Work to complete:
• 1. In the text about Ontario's low-back pain pilot project, what position does Bob Haig hold?
• 2. Transcribe the text about Ontario's low-back pain pilot project from "Since 2012, the" to "a prominent role.".

Text shown:
The Ontario Chiropractic Association (OCA) welcomes this new initiative and sees it an “incredible opportunity” to increase the number of people seeing chiropractors for their health conditions.

Although low-back pain is only a portion of the health care chiropractors are able to provide, it is what the profession is best known for and it is what the government is looking for at the moment, said Bob Haig, chief executive officer of the OCA.

“We are filling that gap right now,” he said. “Over the last few years, the government and other players in the health-care system have recognized the valuable role that chiropractors play and the expertise that they have,” said Haig.

Since 2012, the Ontario government has launched a series of initiatives under its Low Back Pain Strategy, and in each of these initiatives, chiropractors have played a prominent role.

Among the organizations participating in this new pilot project include:

•    Essex Court Nurse Practitioner-Led Clinic in Essex in partnership with City Centre Health Care in Windsor

•    A partnership between family health teams in Mount Forest, East Wellington and Minto-Mapleton

•    Couchiching Family Health Team in Orillia

•    TAIBU Community Health Centre in Scarborough

•    Shkagamik-Kwe Aboriginal Health Access Centre in Sudbury

•    Belleville Nurse Practitioner-Led Clinic

•    Centre du santé communautaire de l’Estrie

Through the project, these organizations will be able to provide to: provide faster, more accurate assessment of low back pain problems; use a more holistic approach to treating patients suffering from low back pain; educate patients on low back pain self-management techniques; and refer patient to an appropriate health-care provider as needed.

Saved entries

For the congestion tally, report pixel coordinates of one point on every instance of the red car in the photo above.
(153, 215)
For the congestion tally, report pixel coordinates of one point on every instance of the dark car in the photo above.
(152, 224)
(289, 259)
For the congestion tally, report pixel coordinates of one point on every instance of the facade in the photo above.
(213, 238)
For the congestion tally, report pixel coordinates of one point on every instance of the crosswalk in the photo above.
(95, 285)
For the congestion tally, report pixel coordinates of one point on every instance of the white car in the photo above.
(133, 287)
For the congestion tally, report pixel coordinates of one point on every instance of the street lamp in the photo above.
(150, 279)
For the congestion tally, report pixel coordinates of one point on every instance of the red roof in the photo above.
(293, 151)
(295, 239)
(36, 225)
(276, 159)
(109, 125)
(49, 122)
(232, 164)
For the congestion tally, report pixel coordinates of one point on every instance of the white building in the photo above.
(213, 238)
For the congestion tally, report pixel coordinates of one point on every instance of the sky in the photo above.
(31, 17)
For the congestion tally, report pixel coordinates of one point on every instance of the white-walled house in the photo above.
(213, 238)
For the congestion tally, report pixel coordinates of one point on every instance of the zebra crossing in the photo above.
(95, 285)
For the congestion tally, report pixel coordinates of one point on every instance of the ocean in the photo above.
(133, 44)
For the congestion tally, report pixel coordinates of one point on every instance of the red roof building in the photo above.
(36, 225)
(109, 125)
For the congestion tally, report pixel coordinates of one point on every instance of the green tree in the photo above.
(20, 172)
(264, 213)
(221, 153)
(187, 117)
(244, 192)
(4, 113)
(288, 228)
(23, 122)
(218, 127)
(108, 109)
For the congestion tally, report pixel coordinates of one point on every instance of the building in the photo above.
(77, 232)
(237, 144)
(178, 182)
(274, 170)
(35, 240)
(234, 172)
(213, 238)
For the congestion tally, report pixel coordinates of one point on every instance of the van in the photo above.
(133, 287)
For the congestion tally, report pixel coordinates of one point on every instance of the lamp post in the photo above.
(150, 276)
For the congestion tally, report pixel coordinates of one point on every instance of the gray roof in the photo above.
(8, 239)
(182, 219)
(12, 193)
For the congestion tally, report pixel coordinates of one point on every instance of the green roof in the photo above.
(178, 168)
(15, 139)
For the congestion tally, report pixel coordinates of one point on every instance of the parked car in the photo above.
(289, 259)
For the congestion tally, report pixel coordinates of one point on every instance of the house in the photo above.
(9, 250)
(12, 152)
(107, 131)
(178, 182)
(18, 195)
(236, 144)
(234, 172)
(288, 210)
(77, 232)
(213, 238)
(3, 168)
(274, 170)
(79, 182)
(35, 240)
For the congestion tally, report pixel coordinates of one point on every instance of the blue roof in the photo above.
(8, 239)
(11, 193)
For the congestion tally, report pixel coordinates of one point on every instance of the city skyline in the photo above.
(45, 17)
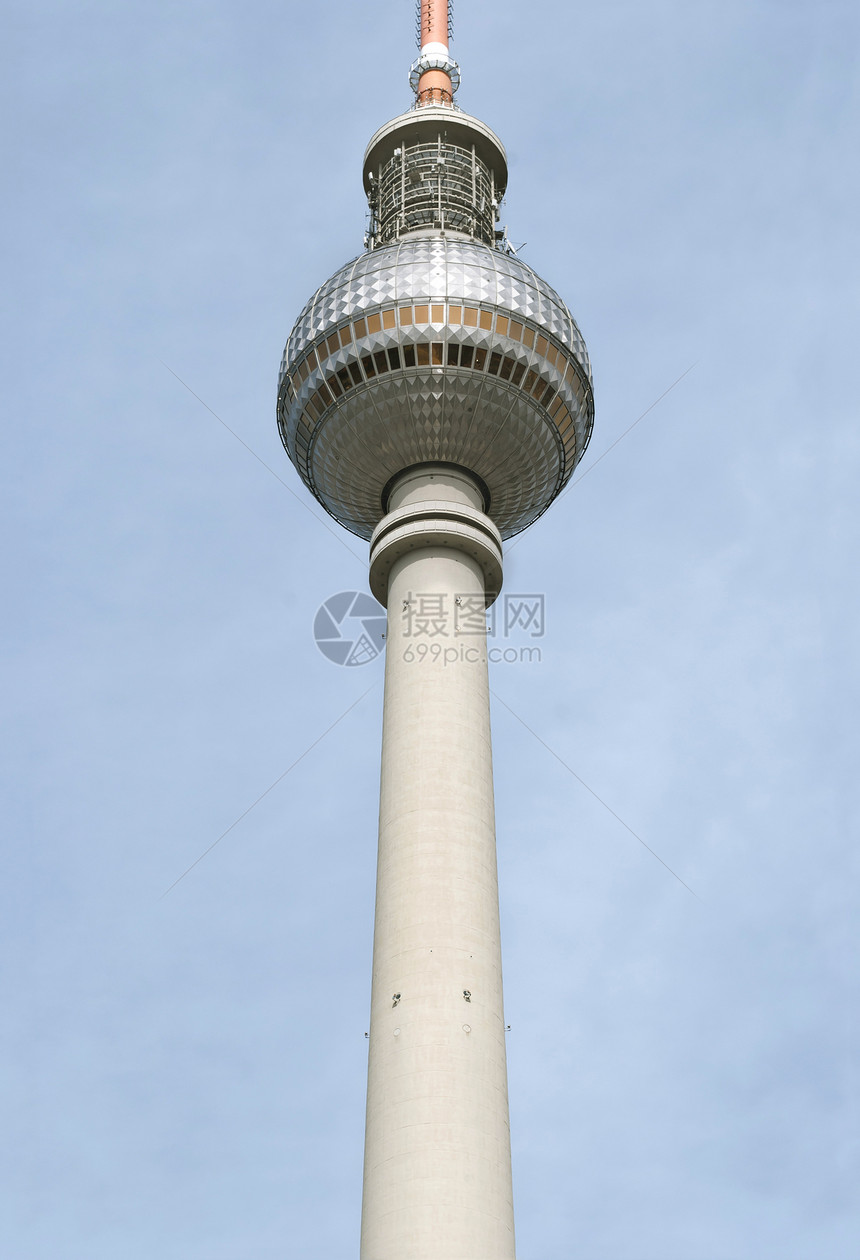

Results for each task:
• 1. He is chief executive officer of the Ontario Chiropractic Association (OCA).

• 2.
Since 2012, the Ontario government has launched a series of initiatives under its Low Back Pain Strategy, and in each of these initiatives, chiropractors have played a prominent role.